SHORT TASK: Return every line of the material below that contains the word "windshield".

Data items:
□ □ □ □
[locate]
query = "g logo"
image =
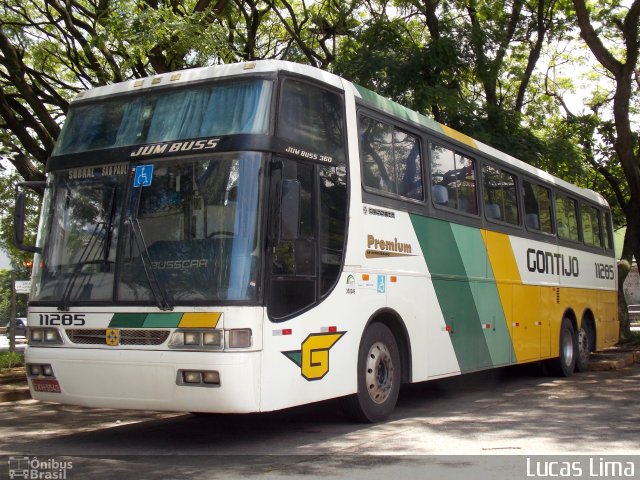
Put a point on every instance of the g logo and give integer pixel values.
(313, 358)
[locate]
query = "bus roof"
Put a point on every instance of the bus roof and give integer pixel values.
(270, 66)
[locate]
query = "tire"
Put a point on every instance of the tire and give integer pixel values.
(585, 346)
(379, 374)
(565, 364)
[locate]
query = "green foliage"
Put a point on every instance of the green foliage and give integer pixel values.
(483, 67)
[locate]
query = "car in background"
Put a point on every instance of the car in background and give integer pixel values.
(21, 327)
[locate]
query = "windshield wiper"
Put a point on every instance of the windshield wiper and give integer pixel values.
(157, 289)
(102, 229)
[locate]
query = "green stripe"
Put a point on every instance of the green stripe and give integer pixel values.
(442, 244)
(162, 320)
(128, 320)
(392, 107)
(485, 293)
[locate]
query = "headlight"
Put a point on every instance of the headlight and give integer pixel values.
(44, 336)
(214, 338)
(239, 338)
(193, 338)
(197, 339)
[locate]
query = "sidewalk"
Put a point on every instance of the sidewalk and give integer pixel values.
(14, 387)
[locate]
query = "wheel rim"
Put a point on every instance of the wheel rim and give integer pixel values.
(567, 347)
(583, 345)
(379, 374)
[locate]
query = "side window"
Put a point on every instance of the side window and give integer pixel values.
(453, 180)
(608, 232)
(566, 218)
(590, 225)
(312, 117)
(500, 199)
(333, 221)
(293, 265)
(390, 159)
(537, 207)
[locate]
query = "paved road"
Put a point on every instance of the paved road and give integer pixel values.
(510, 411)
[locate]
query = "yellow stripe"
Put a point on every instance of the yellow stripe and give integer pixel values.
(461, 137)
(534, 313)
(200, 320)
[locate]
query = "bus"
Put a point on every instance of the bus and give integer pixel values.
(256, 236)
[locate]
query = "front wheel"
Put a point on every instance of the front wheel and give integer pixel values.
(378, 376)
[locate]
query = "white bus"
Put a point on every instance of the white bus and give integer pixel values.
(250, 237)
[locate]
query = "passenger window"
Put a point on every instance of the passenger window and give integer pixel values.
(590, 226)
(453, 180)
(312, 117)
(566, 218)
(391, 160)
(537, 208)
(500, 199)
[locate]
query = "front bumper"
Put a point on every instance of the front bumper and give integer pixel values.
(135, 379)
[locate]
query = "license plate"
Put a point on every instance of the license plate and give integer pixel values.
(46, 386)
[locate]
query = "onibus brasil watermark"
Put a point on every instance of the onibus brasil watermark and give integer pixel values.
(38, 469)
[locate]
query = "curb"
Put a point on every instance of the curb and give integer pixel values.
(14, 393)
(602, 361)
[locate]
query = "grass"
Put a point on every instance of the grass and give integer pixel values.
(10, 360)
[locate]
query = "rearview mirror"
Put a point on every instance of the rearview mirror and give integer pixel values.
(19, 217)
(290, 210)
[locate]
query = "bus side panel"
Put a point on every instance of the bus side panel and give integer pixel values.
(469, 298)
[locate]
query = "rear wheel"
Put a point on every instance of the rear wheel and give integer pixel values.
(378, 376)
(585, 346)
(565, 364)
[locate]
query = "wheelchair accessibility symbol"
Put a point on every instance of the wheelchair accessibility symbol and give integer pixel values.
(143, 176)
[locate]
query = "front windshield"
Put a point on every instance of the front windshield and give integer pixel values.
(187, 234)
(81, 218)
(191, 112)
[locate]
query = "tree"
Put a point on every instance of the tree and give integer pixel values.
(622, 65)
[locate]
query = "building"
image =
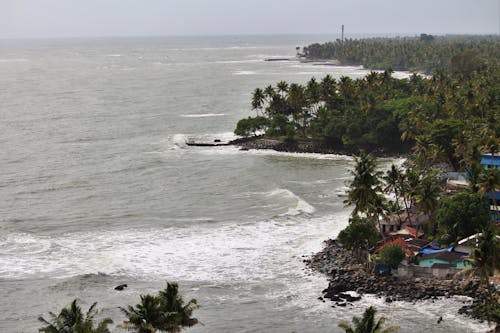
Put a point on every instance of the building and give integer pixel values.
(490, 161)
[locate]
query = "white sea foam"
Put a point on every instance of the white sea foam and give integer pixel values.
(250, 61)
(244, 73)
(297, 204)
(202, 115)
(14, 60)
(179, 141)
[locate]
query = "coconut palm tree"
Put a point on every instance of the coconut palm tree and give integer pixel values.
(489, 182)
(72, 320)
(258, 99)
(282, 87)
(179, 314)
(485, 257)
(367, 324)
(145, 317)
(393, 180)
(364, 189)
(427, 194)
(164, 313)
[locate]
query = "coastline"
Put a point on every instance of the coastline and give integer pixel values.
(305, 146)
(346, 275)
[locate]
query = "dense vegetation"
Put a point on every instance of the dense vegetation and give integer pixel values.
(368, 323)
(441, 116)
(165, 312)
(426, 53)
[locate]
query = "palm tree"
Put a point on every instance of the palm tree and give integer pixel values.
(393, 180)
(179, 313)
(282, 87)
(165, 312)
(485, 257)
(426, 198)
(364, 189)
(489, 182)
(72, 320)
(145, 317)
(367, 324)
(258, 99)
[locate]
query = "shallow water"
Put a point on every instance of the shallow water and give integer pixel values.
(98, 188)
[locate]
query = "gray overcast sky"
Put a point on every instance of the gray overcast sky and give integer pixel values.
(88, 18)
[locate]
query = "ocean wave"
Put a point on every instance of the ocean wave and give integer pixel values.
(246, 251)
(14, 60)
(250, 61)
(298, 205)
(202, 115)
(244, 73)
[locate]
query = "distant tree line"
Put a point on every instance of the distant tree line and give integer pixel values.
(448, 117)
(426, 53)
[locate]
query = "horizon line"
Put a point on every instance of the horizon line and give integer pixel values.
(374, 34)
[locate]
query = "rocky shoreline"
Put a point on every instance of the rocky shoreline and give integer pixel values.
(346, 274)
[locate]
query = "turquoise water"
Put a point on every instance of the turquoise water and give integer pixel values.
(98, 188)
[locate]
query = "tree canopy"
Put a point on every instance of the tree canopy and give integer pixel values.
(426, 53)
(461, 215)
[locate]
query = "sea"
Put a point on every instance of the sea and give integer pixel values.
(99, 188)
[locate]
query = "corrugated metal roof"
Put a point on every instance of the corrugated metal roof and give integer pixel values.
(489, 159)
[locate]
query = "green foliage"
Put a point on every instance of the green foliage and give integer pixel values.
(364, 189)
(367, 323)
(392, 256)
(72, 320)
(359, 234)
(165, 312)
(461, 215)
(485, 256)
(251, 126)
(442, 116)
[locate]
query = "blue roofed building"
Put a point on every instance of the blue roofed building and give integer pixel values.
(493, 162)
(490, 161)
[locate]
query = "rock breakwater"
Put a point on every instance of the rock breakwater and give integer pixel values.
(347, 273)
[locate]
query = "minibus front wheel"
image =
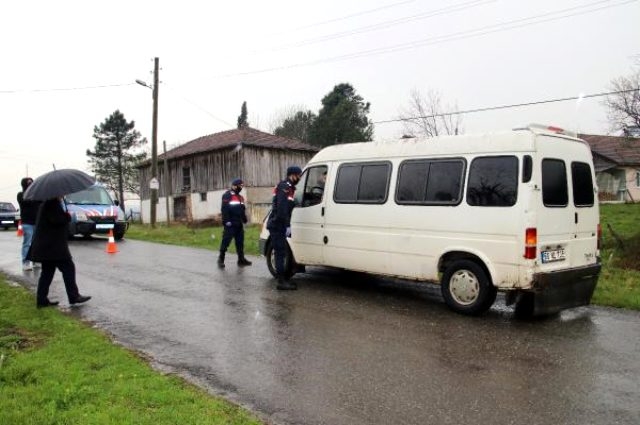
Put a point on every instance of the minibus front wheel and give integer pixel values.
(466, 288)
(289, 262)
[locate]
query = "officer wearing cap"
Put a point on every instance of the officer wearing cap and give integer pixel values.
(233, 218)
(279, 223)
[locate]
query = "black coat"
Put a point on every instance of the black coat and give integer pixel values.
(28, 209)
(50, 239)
□ □ □ □
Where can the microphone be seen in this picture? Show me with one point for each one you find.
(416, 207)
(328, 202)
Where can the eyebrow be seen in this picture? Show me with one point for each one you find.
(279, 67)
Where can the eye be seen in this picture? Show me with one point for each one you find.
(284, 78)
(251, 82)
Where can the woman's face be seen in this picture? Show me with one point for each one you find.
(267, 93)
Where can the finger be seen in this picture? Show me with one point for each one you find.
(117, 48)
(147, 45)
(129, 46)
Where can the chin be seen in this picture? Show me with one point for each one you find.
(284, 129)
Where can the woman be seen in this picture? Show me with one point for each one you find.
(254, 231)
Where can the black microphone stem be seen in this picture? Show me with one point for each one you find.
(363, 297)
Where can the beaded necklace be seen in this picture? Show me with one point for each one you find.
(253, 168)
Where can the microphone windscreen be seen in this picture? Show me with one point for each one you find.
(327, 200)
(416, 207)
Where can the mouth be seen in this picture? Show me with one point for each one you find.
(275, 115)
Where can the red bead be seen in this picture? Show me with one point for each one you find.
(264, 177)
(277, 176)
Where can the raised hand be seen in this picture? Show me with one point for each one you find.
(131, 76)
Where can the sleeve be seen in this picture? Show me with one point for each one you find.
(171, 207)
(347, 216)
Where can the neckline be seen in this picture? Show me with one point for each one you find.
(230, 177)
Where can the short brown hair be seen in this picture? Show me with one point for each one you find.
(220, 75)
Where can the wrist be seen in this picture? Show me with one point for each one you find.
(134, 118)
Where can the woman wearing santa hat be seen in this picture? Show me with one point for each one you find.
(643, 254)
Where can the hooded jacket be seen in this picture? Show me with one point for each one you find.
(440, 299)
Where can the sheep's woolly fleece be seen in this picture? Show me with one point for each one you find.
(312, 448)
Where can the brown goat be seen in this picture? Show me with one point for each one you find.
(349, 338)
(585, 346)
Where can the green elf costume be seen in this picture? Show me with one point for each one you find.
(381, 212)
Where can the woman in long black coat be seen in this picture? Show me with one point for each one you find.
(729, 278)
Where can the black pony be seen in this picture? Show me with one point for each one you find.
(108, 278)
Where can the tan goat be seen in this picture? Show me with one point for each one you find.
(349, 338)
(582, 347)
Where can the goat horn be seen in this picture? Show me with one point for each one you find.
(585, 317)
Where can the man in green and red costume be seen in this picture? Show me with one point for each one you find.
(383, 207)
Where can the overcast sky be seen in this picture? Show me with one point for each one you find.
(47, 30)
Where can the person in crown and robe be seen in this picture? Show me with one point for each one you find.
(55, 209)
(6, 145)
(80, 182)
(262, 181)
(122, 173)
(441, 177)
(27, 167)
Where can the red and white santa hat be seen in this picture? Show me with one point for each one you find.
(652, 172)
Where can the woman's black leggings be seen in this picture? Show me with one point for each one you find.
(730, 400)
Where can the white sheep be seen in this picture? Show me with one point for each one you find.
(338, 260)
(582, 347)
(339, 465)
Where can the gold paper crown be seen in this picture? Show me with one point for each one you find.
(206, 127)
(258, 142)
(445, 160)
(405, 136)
□ □ □ □
WORKED ANSWER:
query = "windshield wiper"
Put a point on every instance of the windshield wiper and give integer pixel values.
query = "front windshield"
Put a point on every instance of the front windshield and give integer pixel values.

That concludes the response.